## OBJETIVO PLANTEADO:
¿Puedes proseguir el texto sobre la caída de Sebastián Piñera a partir de su última oración?

## FRAGMENTO DADO:
/---

La imagen es simplemente extraordinaria: Sebastián Piñera, el actual Presidente de Chile, una especie de niño símbolo de la especulación financiera neoliberal, cae víctima del mismo sistema del cual tanto se benefició y promovió hasta el paroxismo. Piñera se hunde a una velocidad inusitada, víctima de sus propias víctimas. De todos aquellos que durante décadas […]
La imagen es simplemente extraordinaria: Sebastián Piñera, el actual Presidente de Chile, una especie de niño símbolo de la especulación financiera neoliberal, cae víctima del mismo sistema del cual tanto se benefició y promovió hasta el paroxismo.
Piñera se hunde a una velocidad inusitada, víctima de sus propias víctimas. De todos aquellos que durante décadas cargaron sobre sus hombros el peso del modelo económico, pero que de manera sistemática fueron excluidos de los beneficios.

\---

## DATOS PROPORCIONADOS:
/---

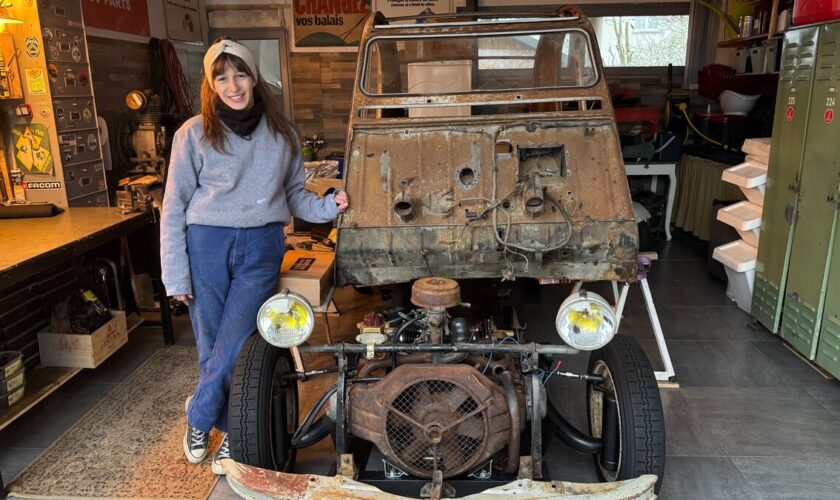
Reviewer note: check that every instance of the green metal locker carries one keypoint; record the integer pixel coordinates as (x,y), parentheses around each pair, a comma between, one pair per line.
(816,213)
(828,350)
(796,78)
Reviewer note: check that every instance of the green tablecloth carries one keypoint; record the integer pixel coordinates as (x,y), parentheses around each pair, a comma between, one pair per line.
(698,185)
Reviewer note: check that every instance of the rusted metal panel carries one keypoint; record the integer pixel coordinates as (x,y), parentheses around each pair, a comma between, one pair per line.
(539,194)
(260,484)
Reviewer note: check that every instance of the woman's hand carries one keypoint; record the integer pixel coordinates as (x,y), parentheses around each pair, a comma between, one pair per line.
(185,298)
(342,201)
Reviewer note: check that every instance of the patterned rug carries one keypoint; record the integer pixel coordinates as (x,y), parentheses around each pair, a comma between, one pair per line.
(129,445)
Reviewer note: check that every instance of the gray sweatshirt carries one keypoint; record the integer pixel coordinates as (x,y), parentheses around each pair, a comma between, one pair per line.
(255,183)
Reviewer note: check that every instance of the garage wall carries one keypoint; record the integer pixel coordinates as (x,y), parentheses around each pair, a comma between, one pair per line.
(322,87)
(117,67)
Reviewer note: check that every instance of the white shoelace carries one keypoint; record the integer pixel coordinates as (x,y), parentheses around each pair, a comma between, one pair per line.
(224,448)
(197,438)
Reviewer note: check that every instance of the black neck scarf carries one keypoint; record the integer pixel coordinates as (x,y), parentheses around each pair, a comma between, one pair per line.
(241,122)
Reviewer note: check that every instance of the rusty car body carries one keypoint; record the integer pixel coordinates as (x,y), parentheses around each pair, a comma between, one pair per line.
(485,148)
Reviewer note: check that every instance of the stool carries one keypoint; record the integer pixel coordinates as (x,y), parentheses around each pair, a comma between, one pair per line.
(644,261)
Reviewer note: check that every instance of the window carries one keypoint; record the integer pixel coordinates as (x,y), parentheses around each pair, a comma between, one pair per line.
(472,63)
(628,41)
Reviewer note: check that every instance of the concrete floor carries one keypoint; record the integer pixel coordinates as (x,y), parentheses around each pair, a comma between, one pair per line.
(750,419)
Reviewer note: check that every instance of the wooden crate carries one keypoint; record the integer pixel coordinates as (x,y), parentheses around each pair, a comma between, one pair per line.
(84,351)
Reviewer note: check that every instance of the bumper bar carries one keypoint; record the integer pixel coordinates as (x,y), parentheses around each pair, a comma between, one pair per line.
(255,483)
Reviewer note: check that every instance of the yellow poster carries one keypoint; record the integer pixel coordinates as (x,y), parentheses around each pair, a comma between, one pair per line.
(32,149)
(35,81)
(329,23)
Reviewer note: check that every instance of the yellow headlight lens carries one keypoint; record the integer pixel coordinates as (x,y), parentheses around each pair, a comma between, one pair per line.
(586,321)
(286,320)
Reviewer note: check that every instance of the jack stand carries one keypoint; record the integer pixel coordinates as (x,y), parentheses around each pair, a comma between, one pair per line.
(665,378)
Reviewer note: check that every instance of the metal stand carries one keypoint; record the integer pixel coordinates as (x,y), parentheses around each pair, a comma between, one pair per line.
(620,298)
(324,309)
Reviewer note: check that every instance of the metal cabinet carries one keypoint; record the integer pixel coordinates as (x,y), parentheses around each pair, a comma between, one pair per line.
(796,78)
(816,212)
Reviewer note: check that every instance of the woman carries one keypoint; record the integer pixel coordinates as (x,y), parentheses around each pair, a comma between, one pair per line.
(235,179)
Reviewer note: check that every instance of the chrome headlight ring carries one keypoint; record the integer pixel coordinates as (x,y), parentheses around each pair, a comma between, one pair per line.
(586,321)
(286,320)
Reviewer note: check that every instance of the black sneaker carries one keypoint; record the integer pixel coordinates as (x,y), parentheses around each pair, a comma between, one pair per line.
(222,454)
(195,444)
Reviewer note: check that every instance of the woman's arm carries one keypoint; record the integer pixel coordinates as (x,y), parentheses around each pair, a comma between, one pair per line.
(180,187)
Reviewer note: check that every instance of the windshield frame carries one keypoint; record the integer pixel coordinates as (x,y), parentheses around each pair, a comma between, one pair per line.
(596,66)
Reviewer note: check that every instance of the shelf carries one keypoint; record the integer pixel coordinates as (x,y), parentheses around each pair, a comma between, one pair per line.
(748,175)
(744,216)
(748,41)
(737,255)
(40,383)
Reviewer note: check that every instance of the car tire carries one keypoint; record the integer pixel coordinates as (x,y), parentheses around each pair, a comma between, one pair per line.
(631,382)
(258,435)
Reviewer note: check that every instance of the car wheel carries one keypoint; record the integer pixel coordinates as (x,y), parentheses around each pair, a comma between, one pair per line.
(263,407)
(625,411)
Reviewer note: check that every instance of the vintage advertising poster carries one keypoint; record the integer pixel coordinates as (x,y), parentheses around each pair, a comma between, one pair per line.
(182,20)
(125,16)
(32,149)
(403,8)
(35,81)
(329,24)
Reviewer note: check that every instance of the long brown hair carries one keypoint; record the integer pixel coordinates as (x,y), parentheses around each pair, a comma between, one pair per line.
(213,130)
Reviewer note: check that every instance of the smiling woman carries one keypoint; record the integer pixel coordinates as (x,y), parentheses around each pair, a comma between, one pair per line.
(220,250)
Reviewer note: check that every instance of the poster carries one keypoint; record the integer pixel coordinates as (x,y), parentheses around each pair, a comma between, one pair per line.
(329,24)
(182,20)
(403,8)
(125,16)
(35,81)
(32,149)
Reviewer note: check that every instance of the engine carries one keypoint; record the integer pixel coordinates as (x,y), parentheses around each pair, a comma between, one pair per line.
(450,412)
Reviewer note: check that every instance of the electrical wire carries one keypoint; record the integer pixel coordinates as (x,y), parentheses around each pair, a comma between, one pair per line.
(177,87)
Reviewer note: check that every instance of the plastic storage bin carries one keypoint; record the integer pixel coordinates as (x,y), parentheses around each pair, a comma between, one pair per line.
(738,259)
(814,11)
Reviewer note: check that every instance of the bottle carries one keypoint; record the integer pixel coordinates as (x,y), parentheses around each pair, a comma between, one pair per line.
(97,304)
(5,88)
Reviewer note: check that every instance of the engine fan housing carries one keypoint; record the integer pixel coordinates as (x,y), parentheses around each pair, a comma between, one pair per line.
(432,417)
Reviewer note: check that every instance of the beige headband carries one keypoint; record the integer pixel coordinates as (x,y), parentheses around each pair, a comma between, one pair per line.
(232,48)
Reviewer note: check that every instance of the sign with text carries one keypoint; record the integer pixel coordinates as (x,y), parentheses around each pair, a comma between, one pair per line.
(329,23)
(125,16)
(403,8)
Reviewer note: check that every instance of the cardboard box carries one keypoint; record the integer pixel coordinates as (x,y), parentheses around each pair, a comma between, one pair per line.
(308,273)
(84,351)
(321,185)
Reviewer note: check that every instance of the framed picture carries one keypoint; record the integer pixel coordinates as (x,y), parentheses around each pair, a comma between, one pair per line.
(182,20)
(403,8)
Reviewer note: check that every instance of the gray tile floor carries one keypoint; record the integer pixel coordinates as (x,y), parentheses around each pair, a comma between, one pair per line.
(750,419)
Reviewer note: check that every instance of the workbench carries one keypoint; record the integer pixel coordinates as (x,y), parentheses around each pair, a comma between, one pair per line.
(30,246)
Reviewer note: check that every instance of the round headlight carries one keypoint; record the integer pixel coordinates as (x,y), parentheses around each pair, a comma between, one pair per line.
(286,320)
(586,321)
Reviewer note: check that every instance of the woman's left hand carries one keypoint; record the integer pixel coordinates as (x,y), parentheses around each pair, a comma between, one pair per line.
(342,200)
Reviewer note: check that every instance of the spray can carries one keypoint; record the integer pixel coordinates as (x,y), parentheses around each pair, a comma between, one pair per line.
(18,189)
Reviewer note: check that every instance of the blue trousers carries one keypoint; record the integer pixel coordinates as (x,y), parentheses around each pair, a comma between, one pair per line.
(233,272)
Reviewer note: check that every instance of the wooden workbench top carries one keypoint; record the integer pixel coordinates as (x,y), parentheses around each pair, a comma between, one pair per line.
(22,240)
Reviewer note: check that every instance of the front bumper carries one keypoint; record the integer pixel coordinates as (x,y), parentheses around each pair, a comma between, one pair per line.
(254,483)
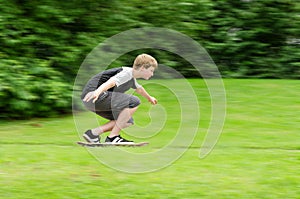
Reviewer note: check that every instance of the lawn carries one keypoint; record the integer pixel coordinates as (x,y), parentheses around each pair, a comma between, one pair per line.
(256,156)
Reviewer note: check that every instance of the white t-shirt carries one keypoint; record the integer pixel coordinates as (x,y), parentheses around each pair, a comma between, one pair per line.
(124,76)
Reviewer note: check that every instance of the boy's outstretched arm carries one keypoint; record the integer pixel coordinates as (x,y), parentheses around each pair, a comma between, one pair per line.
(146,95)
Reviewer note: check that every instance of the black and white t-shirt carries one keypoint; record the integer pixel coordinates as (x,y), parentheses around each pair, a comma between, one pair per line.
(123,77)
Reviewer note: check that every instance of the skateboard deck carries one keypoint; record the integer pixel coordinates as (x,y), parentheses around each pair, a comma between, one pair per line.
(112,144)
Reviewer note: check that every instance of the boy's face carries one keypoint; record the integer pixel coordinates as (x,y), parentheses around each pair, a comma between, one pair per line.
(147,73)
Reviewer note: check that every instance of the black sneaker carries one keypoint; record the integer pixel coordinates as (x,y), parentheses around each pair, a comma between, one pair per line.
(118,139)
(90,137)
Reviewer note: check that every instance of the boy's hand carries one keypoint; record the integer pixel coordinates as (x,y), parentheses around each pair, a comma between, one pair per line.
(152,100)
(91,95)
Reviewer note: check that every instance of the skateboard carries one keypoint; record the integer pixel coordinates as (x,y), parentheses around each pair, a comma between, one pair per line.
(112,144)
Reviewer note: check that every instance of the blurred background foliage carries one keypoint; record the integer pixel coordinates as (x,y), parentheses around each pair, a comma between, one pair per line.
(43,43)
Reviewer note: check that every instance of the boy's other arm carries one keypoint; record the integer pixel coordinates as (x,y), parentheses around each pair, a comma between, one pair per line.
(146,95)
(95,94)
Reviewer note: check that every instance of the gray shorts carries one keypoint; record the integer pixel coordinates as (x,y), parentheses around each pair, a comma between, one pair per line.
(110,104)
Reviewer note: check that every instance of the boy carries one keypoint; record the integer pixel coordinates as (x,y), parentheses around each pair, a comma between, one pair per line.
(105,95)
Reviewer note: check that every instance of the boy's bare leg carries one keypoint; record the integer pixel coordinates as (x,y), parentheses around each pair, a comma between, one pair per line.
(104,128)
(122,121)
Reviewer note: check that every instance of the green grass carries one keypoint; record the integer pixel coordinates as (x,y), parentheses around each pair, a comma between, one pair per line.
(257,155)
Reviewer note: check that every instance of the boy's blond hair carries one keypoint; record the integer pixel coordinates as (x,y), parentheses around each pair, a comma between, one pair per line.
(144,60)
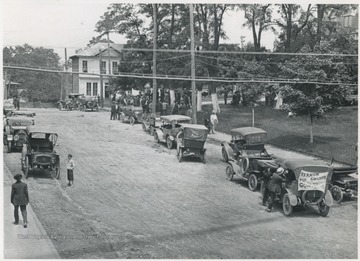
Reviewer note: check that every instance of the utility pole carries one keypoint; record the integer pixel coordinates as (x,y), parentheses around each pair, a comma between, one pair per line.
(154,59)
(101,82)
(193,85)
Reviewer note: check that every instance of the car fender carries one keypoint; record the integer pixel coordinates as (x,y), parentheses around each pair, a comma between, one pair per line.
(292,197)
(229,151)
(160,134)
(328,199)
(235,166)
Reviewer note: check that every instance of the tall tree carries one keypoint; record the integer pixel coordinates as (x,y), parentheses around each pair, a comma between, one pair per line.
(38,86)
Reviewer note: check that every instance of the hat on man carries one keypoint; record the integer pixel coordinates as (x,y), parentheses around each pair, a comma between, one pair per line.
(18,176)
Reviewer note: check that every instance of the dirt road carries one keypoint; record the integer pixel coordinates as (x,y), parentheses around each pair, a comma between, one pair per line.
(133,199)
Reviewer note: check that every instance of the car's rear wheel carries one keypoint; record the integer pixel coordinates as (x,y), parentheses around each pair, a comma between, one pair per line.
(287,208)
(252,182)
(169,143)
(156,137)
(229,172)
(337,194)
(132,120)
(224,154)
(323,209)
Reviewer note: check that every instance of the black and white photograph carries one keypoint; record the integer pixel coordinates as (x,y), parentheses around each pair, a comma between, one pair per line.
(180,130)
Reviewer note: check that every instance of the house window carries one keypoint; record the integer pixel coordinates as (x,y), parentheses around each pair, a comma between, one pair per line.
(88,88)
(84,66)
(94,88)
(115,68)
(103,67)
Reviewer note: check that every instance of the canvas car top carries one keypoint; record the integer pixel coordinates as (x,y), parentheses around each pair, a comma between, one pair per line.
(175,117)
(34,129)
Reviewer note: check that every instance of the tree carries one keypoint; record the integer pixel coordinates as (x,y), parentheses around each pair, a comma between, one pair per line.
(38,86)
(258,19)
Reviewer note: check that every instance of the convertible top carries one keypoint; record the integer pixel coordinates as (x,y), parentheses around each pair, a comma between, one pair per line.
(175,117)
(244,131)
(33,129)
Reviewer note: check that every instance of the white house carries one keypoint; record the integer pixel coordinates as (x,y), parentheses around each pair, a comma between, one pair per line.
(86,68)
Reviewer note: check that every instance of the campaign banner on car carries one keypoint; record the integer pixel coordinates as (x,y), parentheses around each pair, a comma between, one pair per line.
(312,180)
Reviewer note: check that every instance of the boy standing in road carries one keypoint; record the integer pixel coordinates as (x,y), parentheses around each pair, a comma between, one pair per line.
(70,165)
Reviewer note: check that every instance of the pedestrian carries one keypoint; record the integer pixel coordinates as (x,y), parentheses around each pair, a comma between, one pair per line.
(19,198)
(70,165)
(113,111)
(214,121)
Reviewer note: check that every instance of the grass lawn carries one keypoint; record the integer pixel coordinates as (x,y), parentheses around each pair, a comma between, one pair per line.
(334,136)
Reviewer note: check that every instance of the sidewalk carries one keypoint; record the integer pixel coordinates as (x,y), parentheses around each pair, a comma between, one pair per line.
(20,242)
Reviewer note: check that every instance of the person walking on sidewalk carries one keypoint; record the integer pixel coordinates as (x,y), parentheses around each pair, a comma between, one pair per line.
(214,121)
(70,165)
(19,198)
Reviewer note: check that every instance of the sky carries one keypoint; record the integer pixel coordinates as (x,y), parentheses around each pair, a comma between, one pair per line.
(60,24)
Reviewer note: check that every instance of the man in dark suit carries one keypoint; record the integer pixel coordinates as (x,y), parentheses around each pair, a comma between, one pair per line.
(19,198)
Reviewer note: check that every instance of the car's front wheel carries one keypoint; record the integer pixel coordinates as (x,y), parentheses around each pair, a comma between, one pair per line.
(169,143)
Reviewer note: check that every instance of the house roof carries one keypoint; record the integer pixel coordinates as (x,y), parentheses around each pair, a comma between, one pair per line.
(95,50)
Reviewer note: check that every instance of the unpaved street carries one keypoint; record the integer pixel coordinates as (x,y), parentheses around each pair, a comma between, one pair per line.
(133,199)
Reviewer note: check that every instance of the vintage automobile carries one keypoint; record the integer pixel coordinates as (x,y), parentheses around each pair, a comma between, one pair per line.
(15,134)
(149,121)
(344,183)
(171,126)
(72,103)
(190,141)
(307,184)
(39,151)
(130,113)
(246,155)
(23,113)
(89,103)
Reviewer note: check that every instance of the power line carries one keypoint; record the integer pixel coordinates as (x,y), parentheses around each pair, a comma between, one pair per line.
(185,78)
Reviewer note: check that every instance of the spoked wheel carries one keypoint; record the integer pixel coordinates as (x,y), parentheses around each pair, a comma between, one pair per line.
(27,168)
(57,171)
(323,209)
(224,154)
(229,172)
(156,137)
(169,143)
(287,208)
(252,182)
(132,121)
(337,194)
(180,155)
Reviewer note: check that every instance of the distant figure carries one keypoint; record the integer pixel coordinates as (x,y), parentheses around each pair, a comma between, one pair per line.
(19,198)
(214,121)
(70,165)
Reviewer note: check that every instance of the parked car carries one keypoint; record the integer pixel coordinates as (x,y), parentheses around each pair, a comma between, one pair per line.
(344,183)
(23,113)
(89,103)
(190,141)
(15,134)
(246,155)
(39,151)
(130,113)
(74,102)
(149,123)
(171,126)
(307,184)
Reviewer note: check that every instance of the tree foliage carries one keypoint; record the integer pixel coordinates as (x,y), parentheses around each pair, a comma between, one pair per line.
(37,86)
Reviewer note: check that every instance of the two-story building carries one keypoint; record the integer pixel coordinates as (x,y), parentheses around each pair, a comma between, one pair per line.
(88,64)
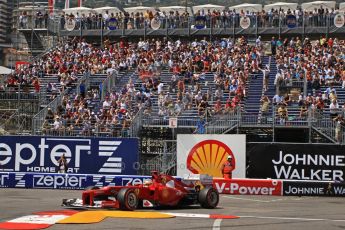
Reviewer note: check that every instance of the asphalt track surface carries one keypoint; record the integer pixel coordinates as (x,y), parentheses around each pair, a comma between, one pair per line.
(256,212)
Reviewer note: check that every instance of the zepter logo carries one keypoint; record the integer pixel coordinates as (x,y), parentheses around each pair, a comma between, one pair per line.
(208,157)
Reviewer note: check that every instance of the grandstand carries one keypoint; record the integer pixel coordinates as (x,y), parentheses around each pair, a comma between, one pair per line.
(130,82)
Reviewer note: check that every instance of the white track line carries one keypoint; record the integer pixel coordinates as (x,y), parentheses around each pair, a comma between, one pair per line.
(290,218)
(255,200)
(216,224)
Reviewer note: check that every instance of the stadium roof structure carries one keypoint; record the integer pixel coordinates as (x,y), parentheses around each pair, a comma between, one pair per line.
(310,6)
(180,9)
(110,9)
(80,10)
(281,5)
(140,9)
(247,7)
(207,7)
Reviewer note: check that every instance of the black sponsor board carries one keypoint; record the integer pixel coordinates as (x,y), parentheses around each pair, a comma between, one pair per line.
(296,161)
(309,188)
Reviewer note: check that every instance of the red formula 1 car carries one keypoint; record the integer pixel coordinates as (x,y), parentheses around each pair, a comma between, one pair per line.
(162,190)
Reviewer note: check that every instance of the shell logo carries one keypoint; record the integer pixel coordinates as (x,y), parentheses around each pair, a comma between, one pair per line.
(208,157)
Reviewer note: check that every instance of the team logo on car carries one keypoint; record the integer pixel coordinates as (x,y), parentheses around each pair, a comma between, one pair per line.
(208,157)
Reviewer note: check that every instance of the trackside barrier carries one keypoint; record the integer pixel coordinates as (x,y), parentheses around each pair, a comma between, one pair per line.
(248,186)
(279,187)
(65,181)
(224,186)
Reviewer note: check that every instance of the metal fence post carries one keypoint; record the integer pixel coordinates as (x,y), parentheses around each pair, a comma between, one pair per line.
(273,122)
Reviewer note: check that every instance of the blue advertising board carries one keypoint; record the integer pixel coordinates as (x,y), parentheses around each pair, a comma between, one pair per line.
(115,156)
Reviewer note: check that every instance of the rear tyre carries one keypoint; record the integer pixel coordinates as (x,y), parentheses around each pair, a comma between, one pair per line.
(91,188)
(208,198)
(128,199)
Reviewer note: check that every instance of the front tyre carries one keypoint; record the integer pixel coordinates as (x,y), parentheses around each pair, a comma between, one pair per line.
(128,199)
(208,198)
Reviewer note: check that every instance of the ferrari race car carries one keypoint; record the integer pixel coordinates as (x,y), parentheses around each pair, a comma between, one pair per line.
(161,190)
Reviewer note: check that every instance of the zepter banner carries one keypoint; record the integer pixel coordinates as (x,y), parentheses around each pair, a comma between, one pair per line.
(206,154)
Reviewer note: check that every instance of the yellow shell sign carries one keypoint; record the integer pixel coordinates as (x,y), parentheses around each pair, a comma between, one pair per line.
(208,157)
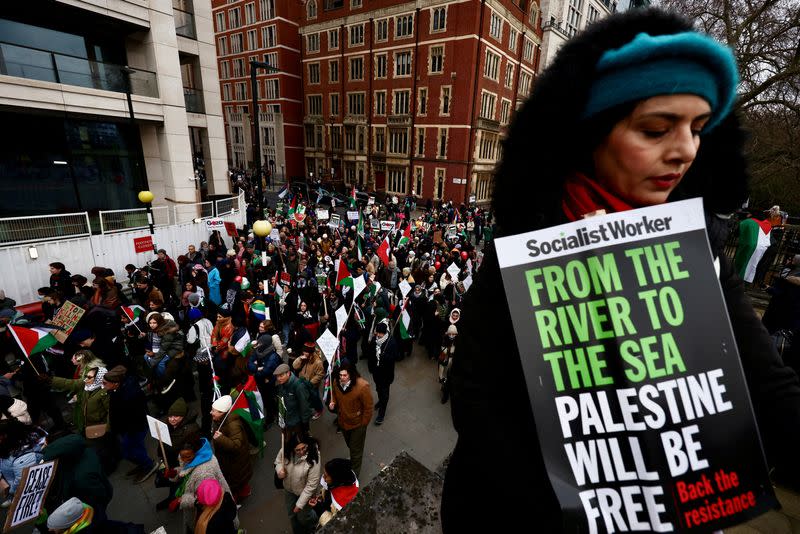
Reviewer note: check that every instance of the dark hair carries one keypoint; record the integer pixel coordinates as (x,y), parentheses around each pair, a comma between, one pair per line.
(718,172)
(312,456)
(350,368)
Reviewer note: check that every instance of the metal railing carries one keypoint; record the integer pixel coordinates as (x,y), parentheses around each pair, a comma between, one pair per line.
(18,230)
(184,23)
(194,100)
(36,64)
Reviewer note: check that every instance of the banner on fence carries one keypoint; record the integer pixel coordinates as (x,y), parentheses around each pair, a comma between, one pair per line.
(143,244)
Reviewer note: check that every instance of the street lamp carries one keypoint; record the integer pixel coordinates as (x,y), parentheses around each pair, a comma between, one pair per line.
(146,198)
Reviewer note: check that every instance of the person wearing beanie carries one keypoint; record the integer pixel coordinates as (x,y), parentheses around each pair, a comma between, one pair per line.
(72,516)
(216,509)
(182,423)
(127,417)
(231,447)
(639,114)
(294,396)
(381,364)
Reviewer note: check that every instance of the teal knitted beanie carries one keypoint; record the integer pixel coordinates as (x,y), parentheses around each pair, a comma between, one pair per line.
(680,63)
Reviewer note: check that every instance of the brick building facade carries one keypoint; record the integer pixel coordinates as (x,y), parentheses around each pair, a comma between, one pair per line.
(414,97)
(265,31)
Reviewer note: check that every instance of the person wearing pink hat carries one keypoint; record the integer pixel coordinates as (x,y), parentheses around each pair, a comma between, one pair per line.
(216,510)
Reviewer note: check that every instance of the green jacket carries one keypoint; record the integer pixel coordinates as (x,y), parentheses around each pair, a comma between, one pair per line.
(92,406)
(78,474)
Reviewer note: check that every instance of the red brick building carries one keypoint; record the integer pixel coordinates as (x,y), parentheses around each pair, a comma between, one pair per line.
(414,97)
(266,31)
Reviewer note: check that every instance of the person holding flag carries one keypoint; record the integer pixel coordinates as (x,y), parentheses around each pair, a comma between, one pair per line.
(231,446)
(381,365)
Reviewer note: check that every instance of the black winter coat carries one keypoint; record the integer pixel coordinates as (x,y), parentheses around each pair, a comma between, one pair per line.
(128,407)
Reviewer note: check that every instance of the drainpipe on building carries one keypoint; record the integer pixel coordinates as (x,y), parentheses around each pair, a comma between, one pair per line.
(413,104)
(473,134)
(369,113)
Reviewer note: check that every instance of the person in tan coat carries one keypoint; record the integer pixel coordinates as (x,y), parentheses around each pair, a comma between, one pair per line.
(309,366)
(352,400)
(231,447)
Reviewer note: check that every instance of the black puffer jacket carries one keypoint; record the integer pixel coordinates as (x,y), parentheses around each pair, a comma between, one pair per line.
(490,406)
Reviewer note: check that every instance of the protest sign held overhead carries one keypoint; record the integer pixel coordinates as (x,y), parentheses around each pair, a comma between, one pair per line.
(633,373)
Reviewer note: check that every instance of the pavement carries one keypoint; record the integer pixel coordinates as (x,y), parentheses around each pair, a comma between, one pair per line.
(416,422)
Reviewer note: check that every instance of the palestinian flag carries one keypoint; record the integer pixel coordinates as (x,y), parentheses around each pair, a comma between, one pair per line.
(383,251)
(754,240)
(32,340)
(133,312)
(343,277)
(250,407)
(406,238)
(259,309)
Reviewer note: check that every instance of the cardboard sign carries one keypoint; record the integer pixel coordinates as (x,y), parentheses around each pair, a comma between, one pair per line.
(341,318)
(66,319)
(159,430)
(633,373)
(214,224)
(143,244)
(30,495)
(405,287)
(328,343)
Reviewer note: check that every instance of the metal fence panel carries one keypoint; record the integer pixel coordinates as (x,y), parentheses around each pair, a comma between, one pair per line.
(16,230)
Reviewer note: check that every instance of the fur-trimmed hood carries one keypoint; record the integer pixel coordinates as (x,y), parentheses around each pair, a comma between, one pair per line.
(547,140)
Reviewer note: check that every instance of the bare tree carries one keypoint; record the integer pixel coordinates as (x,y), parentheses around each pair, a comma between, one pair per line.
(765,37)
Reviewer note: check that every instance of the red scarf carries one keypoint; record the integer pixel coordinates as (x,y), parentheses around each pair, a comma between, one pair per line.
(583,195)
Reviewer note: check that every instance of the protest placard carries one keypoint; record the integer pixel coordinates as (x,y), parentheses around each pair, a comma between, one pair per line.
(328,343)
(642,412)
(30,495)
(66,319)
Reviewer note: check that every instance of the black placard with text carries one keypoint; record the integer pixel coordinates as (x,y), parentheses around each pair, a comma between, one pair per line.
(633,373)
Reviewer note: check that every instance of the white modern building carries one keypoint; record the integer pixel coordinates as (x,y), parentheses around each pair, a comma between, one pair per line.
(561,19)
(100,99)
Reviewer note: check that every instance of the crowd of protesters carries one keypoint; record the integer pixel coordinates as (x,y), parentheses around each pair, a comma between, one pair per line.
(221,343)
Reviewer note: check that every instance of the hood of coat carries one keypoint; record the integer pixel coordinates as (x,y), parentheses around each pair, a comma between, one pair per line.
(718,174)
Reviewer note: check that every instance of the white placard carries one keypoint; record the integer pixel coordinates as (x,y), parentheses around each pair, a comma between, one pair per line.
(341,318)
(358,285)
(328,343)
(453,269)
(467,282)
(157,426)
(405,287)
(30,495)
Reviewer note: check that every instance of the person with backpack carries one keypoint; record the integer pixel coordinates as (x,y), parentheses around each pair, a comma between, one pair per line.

\---

## RESULTADO OBTENIDO:
Su «carrera» en el mundo financiero comenzó con la estafa al Banco de Talca, ya a estas alturas por todos conocida. Como gerente general otorgó créditos a empresas recién creadas y sin capacidad de cubrirlos, que a su vez compraban acciones del propio banco. Ideólogos de la estafa fueron Sebastián Piñera, Carlos Massad y Emiliano Figueroa. Aunque Piñera afirma no haber ido a la cárcel, Mónica Madariaga señaló en más de una oportunidad que, siendo Ministra de Justicia, pidió su libertad bajo fianza a solicitud de su hermano José Piñera, de quien era colega en el gabinete de Pinochet. Como sea, el hecho es que Sebastián Piñera fue condenado, estuvo más de 20 días prófugo y cuando la Corte Suprema resolvió su caso favorablemente, el obispo Bernardino Piñera, toda una autoridad en la época (hoy acusado de abusos sexuales), incidió en la decisión de los jueces. A ello se agrega el conveniente extravío de un expediente clave para el caso.
Durante el proceso se descubriría, además, que algunas de las empresas creadas para desfalcar al Banco de Talca usaban beneficios que entregaba el Banco Central a los exportadores, fingiendo desarrollar esa actividad.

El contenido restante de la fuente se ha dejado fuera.